***** Raw data *****
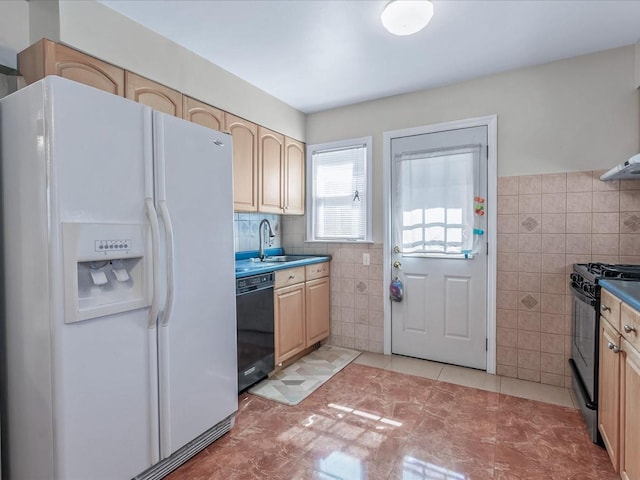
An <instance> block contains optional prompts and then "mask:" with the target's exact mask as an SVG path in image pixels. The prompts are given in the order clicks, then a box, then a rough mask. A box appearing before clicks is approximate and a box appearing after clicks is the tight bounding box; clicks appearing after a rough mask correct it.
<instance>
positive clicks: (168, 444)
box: [154, 112, 238, 458]
mask: <svg viewBox="0 0 640 480" xmlns="http://www.w3.org/2000/svg"><path fill="white" fill-rule="evenodd" d="M154 139H155V143H156V144H155V176H156V178H155V183H156V198H155V201H156V209H157V211H158V214H159V216H160V219H161V226H162V228H161V231H163V232H169V235H166V236H164V239H165V248H164V249H162V250H164V251H165V252H169V254H168V255H167V256H166V258H167V259H168V260H164V262H163V263H166V268H165V269H164V273H165V274H166V280H167V282H168V285H169V287H168V288H167V295H165V302H164V305H162V307H161V310H162V311H161V312H160V325H159V326H158V351H159V358H160V367H159V368H160V375H159V378H160V438H161V440H160V445H161V448H160V449H161V456H162V458H166V457H168V456H169V455H171V454H172V453H174V452H175V451H176V450H177V449H179V448H181V447H182V446H184V445H185V444H186V443H188V442H189V441H191V440H193V439H194V438H195V437H197V436H198V435H200V434H202V433H204V432H205V431H206V430H208V429H209V428H211V427H213V426H214V425H216V424H217V423H218V422H220V421H222V420H224V419H225V418H226V417H228V416H229V415H231V414H233V413H234V412H235V411H236V410H237V405H238V403H237V402H238V386H237V378H238V372H237V366H236V365H237V355H236V313H235V305H236V304H235V270H234V254H233V193H232V185H233V179H232V172H231V169H232V160H231V137H230V136H229V135H226V134H223V133H220V132H216V131H215V130H210V129H207V128H205V127H201V126H199V125H195V124H193V123H189V122H187V121H184V120H181V119H178V118H175V117H172V116H170V115H165V114H162V113H159V112H154Z"/></svg>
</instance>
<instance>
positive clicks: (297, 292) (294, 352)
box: [274, 283, 305, 364]
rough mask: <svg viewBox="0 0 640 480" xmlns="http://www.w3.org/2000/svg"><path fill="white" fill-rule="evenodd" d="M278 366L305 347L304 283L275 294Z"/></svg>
mask: <svg viewBox="0 0 640 480" xmlns="http://www.w3.org/2000/svg"><path fill="white" fill-rule="evenodd" d="M274 295H275V298H274V300H275V301H274V313H275V337H276V364H280V363H282V362H283V361H284V360H287V359H288V358H291V357H293V356H294V355H296V354H297V353H299V352H301V351H302V350H303V349H304V347H305V332H304V314H305V311H304V303H305V288H304V283H299V284H297V285H292V286H290V287H285V288H280V289H278V290H275V292H274Z"/></svg>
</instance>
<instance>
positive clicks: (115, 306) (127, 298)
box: [62, 223, 152, 323]
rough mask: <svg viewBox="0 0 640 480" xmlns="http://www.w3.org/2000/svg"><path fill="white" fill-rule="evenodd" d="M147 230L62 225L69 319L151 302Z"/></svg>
mask: <svg viewBox="0 0 640 480" xmlns="http://www.w3.org/2000/svg"><path fill="white" fill-rule="evenodd" d="M147 229H148V227H147V226H146V225H143V224H140V225H137V224H133V225H132V224H96V223H63V225H62V238H63V245H64V247H63V252H64V253H63V255H64V272H65V323H74V322H79V321H82V320H88V319H90V318H97V317H102V316H105V315H111V314H114V313H119V312H124V311H128V310H135V309H137V308H144V307H148V306H149V305H150V303H151V301H150V299H151V273H152V272H151V270H152V267H151V260H150V259H151V255H150V254H148V253H147V252H149V251H150V245H149V244H150V241H149V235H148V234H147Z"/></svg>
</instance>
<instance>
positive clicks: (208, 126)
mask: <svg viewBox="0 0 640 480" xmlns="http://www.w3.org/2000/svg"><path fill="white" fill-rule="evenodd" d="M182 118H184V119H185V120H189V121H190V122H193V123H197V124H198V125H202V126H203V127H208V128H211V129H213V130H219V131H221V132H222V131H224V112H223V111H222V110H220V109H218V108H215V107H212V106H211V105H207V104H206V103H203V102H201V101H200V100H196V99H195V98H191V97H187V96H186V95H183V96H182Z"/></svg>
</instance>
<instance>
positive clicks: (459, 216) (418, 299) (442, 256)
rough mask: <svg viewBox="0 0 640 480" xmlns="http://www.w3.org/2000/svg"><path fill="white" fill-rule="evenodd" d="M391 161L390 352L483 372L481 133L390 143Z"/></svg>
mask: <svg viewBox="0 0 640 480" xmlns="http://www.w3.org/2000/svg"><path fill="white" fill-rule="evenodd" d="M391 161H392V191H391V196H392V198H391V204H392V209H391V211H392V215H391V216H392V218H391V225H392V239H393V243H392V245H393V253H392V256H391V258H392V262H393V266H392V279H394V280H395V279H397V280H398V281H399V282H401V285H402V293H403V295H402V298H401V299H400V301H394V302H392V307H391V325H392V329H391V351H392V353H394V354H400V355H407V356H410V357H416V358H422V359H428V360H434V361H438V362H444V363H451V364H455V365H461V366H467V367H472V368H478V369H482V370H484V369H486V366H487V347H486V341H487V340H486V337H487V334H486V333H487V242H486V235H485V233H486V215H485V212H486V209H487V208H488V207H489V206H488V205H487V204H486V200H485V198H486V196H487V127H486V126H478V127H472V128H460V129H456V130H447V131H442V132H436V133H426V134H421V135H411V136H406V137H399V138H393V139H392V141H391ZM396 285H397V286H399V285H398V284H397V283H396ZM396 300H399V299H398V298H396Z"/></svg>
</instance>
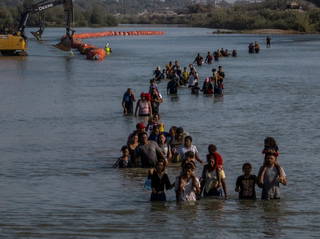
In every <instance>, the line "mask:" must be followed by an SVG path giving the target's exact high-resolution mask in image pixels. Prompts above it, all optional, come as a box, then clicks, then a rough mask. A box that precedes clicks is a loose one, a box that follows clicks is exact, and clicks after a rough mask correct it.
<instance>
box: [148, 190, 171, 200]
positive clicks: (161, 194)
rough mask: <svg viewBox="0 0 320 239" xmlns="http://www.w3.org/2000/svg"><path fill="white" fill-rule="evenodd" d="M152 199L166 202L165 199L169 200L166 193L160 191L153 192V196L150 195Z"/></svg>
mask: <svg viewBox="0 0 320 239" xmlns="http://www.w3.org/2000/svg"><path fill="white" fill-rule="evenodd" d="M150 201H153V202H154V201H161V202H164V201H167V197H166V194H165V193H164V192H160V193H154V192H152V193H151V196H150Z"/></svg>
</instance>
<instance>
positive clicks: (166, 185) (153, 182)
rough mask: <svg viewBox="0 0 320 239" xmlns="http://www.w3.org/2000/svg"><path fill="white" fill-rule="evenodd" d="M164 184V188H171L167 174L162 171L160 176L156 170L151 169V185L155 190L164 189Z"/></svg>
mask: <svg viewBox="0 0 320 239" xmlns="http://www.w3.org/2000/svg"><path fill="white" fill-rule="evenodd" d="M164 186H166V190H168V189H170V188H171V183H170V180H169V177H168V174H166V173H164V174H163V175H162V177H161V178H160V177H159V175H158V173H157V172H156V171H153V174H152V176H151V187H152V188H154V189H155V190H156V191H157V192H161V191H164Z"/></svg>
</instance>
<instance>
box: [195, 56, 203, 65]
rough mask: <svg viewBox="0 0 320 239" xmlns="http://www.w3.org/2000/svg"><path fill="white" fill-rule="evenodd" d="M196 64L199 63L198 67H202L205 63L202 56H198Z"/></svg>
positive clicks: (197, 57)
mask: <svg viewBox="0 0 320 239" xmlns="http://www.w3.org/2000/svg"><path fill="white" fill-rule="evenodd" d="M193 62H194V63H197V66H201V65H202V63H203V57H202V56H197V57H196V58H195V59H194V61H193Z"/></svg>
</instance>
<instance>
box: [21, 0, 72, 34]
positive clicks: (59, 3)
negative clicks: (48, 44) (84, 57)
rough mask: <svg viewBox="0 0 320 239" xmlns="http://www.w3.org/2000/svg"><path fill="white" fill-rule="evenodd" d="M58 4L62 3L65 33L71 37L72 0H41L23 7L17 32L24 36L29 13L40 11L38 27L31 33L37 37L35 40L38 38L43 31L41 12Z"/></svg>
mask: <svg viewBox="0 0 320 239" xmlns="http://www.w3.org/2000/svg"><path fill="white" fill-rule="evenodd" d="M58 5H63V8H64V16H65V27H66V35H67V36H68V37H69V38H72V33H73V30H72V29H71V23H72V22H73V1H72V0H43V1H40V2H37V3H35V4H33V5H32V6H31V7H29V8H27V9H25V11H24V12H23V13H22V15H21V19H20V23H19V28H18V32H19V33H20V34H21V35H22V36H25V33H24V30H25V27H26V25H27V21H28V18H29V16H30V14H35V13H40V29H39V30H38V31H36V32H32V34H33V35H34V36H35V37H36V38H37V40H40V39H41V36H42V33H43V31H44V20H43V15H42V14H41V12H43V11H45V10H47V9H49V8H52V7H55V6H58Z"/></svg>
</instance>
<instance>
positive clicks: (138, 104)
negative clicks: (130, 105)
mask: <svg viewBox="0 0 320 239" xmlns="http://www.w3.org/2000/svg"><path fill="white" fill-rule="evenodd" d="M137 104H138V105H139V116H150V114H151V109H150V106H149V102H148V101H142V100H139V101H138V103H137Z"/></svg>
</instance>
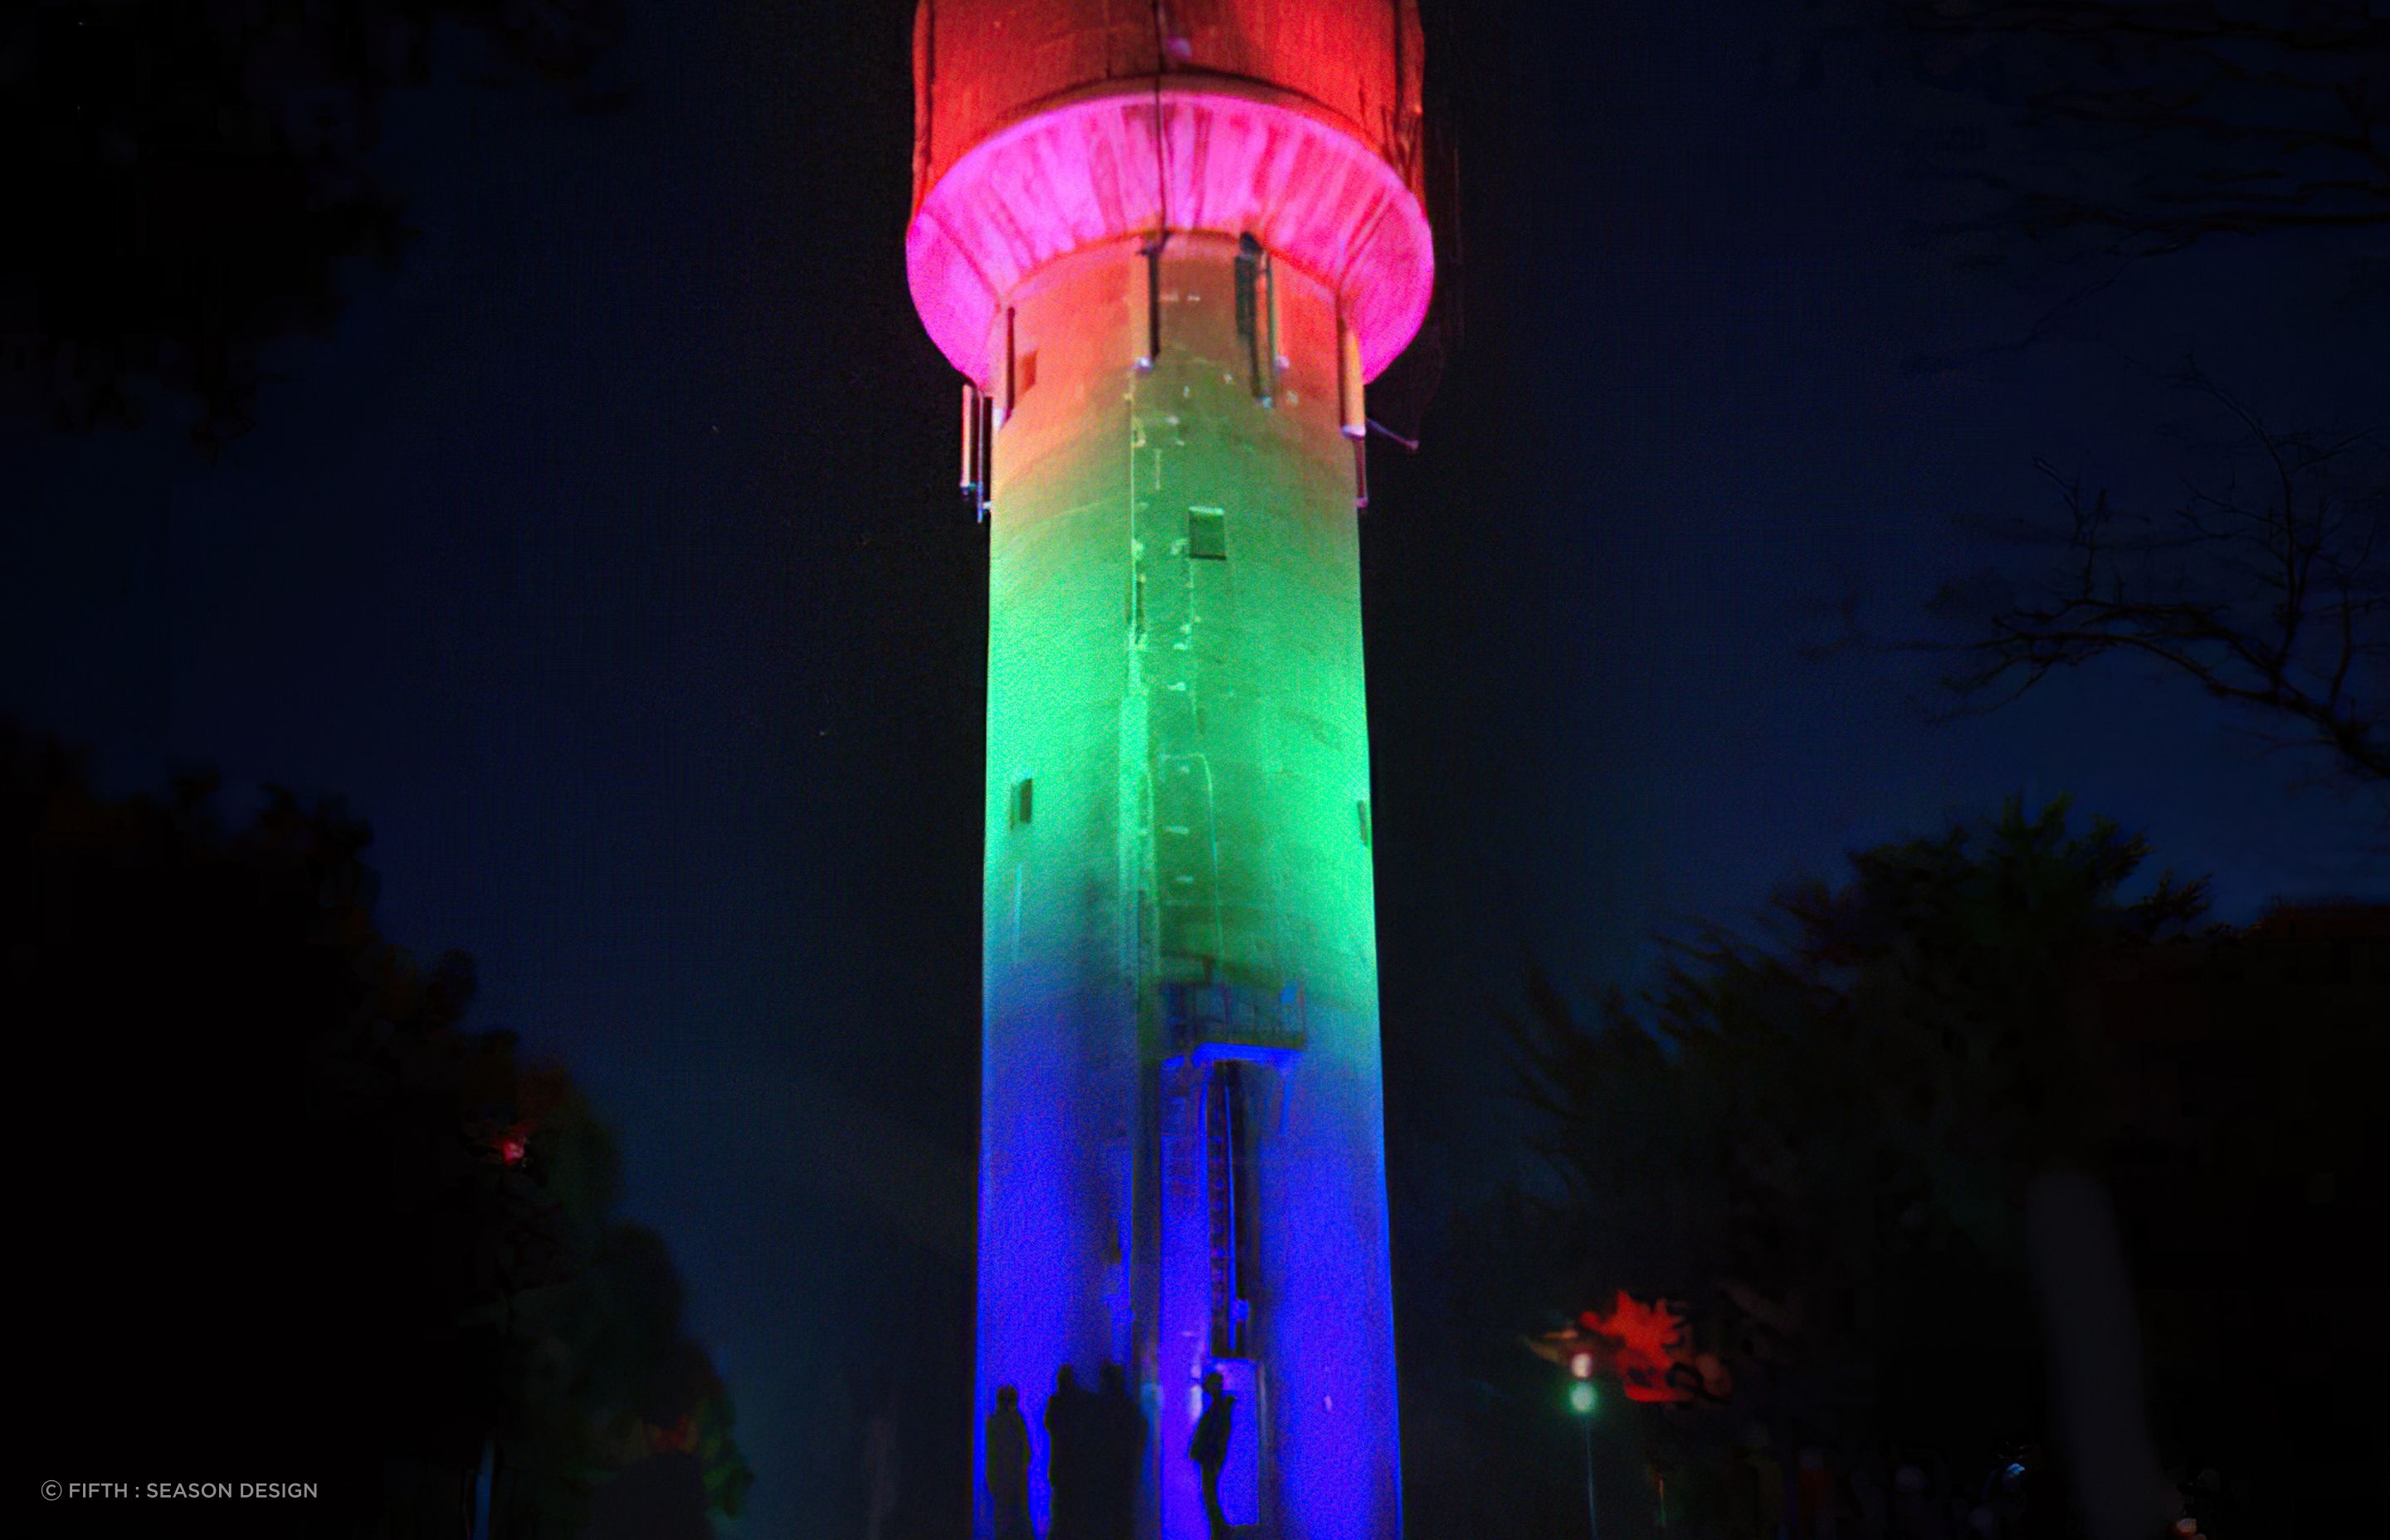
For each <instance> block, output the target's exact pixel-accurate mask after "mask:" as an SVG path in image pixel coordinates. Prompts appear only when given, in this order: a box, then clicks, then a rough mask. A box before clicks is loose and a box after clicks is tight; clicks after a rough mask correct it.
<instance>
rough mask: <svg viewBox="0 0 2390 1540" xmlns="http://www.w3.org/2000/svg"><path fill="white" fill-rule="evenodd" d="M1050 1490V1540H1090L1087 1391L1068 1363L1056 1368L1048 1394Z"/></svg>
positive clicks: (1049, 1533) (1049, 1483) (1054, 1372)
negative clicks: (1051, 1387)
mask: <svg viewBox="0 0 2390 1540" xmlns="http://www.w3.org/2000/svg"><path fill="white" fill-rule="evenodd" d="M1047 1490H1049V1492H1052V1495H1054V1511H1052V1514H1049V1516H1047V1540H1090V1526H1087V1392H1083V1389H1080V1387H1078V1375H1073V1373H1071V1365H1068V1363H1064V1365H1061V1368H1059V1370H1054V1394H1052V1397H1047Z"/></svg>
*****
What to produce:
In the answer, set down only the lines from the opening line of the listing through the line that holds "positive clicks: (168, 444)", exactly as they appear, minus the pictures.

Solution to this task:
An <instance> block contains optional prompts and then "mask:" with the target's exact mask as an SVG path in image pixels. The prompts are given in the order clicks, then a box, then a rough mask. A box appearing before clicks is approximate and a box appearing after clicks is the tight bounding box; clicks appearing after a rough mask correct it.
<instance>
positive clicks: (168, 444)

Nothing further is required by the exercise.